### Supplied text
□ □ □ □

    Stanley recently posted..Sticks and StonesMy Profile

  6. Hi Jodi Aman,
    This is my first visit on your site and really feel so good to read your interesting article.
    I like i miss u mean i love u.
    same here, i miss my family while i am out of home …so on..
    Thanks for sharing

  7. “When you miss somebody, you gotta love yourself first!” That just hit me like a ton of bricks. So powerful and strong – thanks Jodi!!

  8. This is the way i understand it. Missing someone can be a selfish experience or it can be a loving experience. If missing someone comes from a place of freedom, where we just desire the good of the person and remember their good qualities, we will experience joy. If missing someone comes from a place of selfish attachment, or a using someone just to feel good, this will make us feel weak and miserable. It is the same with connections, they can be guided by love or they can be based guided by selfishness. 🙂

    1. I love that way of thinking. I think of it as missing as a victim or not as a victim. It can be described as missing thorugh love or fear. Big difference. Sometimes missing is love, but then a perosna judges themselves for being needy and then it becomes more about need and fear. If people recognized and allowed their missing as love not need, then it would be able to stay love and not trun to the selfish kind like you describe.

  9. Hi Jodie, I guess the hardest part is missing someone and you can’t do anything about it. Yes, we can change our mindset if we miss someone special to us, on the other hand, missing someone that hurt us is a different thing. Thanks for sharing a very informative post. Great read.
    sherill recently posted..Afformations ExamplesMy Profile

    1. Thanks, Sherill,

      Being out of control is always what bugs us the most about anything. It feels scary. Missing someone who hurt us is an extra complication. Because we beat ourselves up, but you can miss the good parts, miss what you wanted in the relationship. It makes sense. Self-compassion helps so much with this. xo

  10. I still miss him. I am ashamed to say it or let anyone know, but I do miss him. Sometimes I wish I know how to hate or just at least stop loving.

  11. Jodi thank you so much for this video!
    I am experiencing a terrible grief from a lost relationship. But you have reminded me of some very important truths about the preciousness that has been deposited in both our lives. This does live! And it is love in the miss!
    Though the pain is very deep, it is a well of love.

□ □ □ □

### Things to do
#1 From the comments about missing someone, reproduce the passage starting with "10. I still" and going on through "in the miss!".
#2 According to Sherill's comment in the thread about missing someone, what is the hardest part?
#3 Continue the comments about missing someone from the point where they stop.

□ □ □ □

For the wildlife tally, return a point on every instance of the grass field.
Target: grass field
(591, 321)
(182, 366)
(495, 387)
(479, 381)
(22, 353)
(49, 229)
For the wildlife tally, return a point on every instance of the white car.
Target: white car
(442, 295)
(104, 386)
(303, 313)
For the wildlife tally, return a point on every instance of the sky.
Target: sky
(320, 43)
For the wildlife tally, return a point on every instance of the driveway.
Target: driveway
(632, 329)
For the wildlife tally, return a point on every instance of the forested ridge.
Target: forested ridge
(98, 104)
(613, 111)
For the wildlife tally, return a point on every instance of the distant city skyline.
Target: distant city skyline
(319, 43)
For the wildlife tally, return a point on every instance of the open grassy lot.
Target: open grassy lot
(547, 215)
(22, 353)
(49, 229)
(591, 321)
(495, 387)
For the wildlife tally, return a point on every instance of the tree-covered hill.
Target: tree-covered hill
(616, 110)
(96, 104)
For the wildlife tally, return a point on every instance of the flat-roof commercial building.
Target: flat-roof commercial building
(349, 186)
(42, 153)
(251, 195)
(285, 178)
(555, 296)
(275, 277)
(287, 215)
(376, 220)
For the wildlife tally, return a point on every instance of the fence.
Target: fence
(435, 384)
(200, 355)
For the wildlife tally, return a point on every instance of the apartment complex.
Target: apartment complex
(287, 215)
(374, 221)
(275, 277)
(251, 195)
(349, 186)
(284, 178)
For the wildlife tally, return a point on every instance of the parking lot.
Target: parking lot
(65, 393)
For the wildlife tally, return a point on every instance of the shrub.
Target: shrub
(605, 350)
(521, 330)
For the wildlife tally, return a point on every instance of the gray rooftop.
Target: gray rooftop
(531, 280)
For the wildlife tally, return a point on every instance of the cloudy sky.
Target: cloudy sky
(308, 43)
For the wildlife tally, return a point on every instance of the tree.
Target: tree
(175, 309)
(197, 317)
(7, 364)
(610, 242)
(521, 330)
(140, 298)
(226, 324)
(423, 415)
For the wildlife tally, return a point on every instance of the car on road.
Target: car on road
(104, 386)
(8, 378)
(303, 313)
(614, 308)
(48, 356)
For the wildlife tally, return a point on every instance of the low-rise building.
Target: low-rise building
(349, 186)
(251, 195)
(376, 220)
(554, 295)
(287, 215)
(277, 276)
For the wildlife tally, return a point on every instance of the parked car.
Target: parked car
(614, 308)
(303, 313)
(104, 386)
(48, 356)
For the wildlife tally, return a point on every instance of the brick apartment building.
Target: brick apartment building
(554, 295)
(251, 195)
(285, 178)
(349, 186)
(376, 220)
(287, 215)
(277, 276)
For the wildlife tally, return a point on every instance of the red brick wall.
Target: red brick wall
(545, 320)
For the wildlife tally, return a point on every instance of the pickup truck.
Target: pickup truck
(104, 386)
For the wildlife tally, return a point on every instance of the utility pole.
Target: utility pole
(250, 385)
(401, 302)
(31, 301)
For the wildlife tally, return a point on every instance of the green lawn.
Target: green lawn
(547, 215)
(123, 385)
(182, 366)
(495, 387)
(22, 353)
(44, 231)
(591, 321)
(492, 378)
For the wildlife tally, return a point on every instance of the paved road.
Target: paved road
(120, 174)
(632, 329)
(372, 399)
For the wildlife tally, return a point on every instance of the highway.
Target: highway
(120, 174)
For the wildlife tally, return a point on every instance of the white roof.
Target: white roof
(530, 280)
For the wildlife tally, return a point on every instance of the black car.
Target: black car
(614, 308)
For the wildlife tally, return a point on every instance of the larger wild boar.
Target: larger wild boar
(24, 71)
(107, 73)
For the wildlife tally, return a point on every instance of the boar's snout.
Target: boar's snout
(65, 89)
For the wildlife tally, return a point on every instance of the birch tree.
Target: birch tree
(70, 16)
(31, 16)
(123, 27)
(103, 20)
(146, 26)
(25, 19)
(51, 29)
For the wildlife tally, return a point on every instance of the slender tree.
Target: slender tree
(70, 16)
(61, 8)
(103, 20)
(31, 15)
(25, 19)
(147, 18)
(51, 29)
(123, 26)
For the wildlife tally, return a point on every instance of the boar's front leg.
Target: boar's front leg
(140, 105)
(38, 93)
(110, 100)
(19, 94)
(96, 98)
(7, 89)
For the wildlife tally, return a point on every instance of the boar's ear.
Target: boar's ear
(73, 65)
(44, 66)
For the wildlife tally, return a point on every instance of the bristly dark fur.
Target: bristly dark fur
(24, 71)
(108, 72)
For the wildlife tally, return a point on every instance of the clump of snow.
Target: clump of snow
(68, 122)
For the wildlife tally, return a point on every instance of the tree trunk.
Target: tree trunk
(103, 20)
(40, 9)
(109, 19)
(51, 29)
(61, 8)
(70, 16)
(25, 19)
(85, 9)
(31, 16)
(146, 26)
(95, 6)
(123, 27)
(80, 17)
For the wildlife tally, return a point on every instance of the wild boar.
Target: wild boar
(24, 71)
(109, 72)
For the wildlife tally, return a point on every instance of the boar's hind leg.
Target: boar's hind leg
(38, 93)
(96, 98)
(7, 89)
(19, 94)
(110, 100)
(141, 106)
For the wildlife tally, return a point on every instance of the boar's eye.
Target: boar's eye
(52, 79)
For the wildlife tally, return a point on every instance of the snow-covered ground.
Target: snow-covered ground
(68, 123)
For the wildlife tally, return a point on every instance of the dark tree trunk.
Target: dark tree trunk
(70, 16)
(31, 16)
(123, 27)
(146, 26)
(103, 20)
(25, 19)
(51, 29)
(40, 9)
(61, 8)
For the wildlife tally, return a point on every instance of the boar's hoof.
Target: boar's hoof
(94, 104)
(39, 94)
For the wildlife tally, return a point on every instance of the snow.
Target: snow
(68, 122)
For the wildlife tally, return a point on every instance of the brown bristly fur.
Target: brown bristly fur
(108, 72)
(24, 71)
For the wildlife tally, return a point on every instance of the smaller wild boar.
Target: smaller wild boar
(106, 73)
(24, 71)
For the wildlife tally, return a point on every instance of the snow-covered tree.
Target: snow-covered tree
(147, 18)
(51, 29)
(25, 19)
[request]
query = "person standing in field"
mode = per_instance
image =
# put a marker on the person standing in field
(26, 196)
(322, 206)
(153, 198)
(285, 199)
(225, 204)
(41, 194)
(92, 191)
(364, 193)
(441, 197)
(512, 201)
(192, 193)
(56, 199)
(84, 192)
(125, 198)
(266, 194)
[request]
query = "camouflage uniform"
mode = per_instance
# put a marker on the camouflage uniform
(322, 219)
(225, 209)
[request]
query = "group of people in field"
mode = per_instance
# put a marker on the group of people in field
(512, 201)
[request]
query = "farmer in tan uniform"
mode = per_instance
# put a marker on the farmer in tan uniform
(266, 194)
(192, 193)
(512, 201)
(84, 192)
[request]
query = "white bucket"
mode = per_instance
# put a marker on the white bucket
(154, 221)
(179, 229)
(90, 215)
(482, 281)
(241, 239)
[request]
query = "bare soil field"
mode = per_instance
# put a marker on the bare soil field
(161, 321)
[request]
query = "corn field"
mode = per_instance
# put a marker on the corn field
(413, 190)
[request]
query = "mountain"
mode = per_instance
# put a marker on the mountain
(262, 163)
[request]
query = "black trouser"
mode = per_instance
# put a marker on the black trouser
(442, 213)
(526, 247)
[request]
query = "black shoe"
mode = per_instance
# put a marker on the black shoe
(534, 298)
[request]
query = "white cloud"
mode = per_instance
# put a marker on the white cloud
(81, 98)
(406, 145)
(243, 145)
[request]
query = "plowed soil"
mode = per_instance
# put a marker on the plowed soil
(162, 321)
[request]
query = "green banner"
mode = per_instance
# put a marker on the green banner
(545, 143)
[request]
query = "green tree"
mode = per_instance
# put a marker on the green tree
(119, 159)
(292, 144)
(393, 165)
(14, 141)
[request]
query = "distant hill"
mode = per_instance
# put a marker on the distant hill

□ □ □ □

### Outputs by task
#1
10. I still miss him. I am ashamed to say it or let anyone know, but I do miss him. Sometimes I wish I know how to hate or just at least stop loving.

  11. Jodi thank you so much for this video!
    I am experiencing a terrible grief from a lost relationship. But you have reminded me of some very important truths about the preciousness that has been deposited in both our lives. This does live! And it is love in the miss!

#2 The hardest part is missing someone when you can't do anything about it.

#3
    1. Cristi, I am so sorry you are in so much pain. A broken heart is the worst. I’m sending you lots of hugs, because they help!

  12. Hi Jodi,
    I am new to your site via psych central. This is the first article I clicked on from your home page because there are a few people I am missing – including my ex. I was the one who broke up because I could no longer live with the lies over little and big things. I am largely past that awful acute stage that happens in the beginning but every now and then I second guess myself and think maybe I should have kept trying because what if I am alone the rest of my life? Who wants to age alone in this world?
    I got a rather late start due to years of sexual abuse during my childhood and teen years and so trust has been hard to come by though it IS a lot better than it was.
    The major struggle for me lately is anxiety and depression. I have not been able to work in some time due to that and a ptsd diagnosis. I worked full time for quite some time –15 years at my retail job and simultaneously worked a second job in mental health for about 5 years. Life is so different now…
    Sometimes, I miss me and what could have been…

  13. I needed this today as since morning I find myself repeating over and over again I miss you. I miss you, I miss you. Is it true that as long as you cry or suffer over the death of someone you don’t let them rest and you make them suffer? I won’t write letters anymore. Sorry for the last one. I am truly focussing on the love we shared. It just doesn’t feel enough for now

    1. “Is it true that as long as you cry or suffer over the death of someone you don’t let them rest and you make them suffer?”

      No, it is not true. Pat feels compassion (because that is in love) but not suffering (that is in fear).